• [WHAT YOU NEED TO DO]
Extract exactly the range of lines bounded by the line containing "Reviewer note: confirm that every instance of the madonna" and the final line of the listing, both ends included, and no other lines.
>> BEGIN
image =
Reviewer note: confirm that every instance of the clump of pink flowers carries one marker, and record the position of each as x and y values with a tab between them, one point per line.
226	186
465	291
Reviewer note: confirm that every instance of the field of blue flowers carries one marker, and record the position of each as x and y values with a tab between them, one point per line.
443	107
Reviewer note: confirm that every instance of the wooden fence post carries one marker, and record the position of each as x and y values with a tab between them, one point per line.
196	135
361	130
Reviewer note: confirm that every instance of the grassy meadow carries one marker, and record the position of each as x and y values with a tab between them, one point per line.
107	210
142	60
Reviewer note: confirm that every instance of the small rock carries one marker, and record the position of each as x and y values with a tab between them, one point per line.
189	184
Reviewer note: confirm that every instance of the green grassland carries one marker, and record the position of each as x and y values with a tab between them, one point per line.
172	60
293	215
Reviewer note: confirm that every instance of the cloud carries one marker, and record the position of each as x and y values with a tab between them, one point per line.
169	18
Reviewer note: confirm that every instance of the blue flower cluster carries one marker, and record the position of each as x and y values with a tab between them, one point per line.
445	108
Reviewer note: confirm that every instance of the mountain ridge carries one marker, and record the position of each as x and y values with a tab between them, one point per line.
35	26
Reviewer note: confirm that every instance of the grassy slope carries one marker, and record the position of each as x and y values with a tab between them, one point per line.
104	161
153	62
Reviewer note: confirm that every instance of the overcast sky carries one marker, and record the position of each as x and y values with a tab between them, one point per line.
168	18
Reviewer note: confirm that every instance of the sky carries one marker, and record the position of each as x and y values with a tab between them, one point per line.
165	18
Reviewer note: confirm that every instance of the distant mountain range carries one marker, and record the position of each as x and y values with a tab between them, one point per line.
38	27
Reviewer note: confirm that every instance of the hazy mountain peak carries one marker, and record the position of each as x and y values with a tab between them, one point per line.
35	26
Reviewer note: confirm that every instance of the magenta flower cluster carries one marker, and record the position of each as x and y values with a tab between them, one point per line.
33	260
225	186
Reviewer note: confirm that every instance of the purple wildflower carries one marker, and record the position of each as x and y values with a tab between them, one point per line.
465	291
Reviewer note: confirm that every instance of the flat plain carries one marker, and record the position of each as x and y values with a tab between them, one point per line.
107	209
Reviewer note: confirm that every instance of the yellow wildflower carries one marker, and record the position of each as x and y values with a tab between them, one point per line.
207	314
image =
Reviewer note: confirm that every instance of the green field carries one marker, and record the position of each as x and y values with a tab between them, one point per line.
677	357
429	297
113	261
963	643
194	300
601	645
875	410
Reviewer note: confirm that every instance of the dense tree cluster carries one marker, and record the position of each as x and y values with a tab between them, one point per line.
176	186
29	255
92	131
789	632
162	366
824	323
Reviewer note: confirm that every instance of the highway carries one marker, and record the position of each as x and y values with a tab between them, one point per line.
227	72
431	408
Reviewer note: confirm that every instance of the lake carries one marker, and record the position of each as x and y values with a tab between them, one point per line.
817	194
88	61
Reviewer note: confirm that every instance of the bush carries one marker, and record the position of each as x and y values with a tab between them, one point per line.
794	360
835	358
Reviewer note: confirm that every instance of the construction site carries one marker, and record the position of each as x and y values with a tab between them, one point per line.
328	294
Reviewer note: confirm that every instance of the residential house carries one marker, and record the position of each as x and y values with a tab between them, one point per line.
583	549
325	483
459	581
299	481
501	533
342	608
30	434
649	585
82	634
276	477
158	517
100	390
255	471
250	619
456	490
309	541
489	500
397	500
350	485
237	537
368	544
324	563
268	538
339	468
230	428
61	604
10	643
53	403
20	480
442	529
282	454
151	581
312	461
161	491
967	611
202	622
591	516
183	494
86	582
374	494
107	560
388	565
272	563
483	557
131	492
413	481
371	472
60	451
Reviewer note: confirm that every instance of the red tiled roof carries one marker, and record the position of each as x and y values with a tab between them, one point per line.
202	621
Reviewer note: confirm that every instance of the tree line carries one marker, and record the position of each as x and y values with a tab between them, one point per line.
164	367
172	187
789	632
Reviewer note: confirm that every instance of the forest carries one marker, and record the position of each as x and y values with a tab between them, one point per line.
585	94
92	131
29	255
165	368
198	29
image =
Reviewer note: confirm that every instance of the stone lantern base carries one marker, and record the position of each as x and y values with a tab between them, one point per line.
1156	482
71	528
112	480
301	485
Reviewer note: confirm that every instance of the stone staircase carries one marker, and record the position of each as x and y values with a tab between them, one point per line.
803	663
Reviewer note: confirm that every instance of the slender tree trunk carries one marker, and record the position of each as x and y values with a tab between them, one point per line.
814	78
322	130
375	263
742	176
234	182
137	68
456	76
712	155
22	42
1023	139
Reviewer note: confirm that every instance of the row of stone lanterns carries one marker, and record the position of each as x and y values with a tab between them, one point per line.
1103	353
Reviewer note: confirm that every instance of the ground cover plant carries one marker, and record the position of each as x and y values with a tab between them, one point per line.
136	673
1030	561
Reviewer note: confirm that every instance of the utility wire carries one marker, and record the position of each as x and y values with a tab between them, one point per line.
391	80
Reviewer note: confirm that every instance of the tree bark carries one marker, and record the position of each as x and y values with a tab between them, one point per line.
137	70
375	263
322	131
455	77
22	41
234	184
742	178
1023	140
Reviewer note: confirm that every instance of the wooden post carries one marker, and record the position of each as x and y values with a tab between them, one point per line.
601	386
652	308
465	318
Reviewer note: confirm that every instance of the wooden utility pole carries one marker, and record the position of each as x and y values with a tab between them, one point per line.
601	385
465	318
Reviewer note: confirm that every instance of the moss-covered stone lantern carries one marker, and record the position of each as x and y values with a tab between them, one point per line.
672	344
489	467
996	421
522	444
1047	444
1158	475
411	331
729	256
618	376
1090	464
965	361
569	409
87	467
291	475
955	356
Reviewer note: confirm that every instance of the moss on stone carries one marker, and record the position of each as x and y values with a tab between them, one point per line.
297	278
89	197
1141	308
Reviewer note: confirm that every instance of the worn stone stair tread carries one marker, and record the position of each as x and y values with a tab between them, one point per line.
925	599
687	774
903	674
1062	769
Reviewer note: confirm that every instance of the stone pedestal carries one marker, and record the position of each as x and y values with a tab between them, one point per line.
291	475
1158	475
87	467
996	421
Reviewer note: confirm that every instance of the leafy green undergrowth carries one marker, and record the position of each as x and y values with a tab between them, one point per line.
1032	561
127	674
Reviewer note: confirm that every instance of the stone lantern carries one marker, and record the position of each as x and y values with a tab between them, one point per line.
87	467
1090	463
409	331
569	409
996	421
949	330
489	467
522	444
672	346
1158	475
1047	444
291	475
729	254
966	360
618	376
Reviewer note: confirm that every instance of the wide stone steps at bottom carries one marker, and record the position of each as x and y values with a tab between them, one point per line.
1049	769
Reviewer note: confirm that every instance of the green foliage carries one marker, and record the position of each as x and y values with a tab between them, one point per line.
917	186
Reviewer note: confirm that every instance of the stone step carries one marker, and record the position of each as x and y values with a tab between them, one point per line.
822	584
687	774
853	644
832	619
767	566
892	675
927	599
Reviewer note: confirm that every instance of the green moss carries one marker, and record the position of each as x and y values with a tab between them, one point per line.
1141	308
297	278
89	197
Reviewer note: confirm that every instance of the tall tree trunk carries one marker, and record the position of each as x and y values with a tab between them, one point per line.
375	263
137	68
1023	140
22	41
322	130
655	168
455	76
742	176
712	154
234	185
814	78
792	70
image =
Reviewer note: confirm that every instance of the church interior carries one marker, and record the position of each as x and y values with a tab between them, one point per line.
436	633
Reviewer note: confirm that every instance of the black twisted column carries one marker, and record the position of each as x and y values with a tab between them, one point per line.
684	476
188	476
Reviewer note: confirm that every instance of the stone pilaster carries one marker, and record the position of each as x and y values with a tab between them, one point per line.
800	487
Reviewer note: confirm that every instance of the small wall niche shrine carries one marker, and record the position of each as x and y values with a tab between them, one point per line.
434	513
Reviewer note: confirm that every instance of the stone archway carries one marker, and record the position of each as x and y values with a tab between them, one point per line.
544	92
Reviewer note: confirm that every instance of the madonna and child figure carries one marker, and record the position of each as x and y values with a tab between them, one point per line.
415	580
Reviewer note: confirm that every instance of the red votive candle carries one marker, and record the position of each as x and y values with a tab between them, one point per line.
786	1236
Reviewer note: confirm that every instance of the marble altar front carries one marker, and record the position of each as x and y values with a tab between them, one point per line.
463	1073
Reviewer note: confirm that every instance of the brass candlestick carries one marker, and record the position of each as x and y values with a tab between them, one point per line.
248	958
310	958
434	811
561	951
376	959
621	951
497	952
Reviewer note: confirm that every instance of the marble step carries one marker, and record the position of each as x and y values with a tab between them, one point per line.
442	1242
>> END
• [EXERCISE SOLUTION]
Reviewer note: confirm that every instance of the madonna and child figure carries one marker, and record the position of each as x and y values with a tab between them, one point per line.
415	580
Reviewer note: confirm that every instance of the red votive candle carries one marker, and record the position of each as x and y values with a tab between them, one point per line.
786	1236
Reviewer note: confirm that every instance of the marble altar front carries one marker, and record the position of each as x and y values with a tab between them, one point per line.
463	1073
Reviewer note: confirm that every instance of the brass candlestick carries one marker, and record the position of each as x and y values with a tab between them, one point per line.
248	958
310	958
434	811
561	951
376	959
621	951
497	952
Reviewer note: confirm that every instance of the marble step carries one marker, and record the position of each as x and y values with a tab between them, one point per line.
442	1242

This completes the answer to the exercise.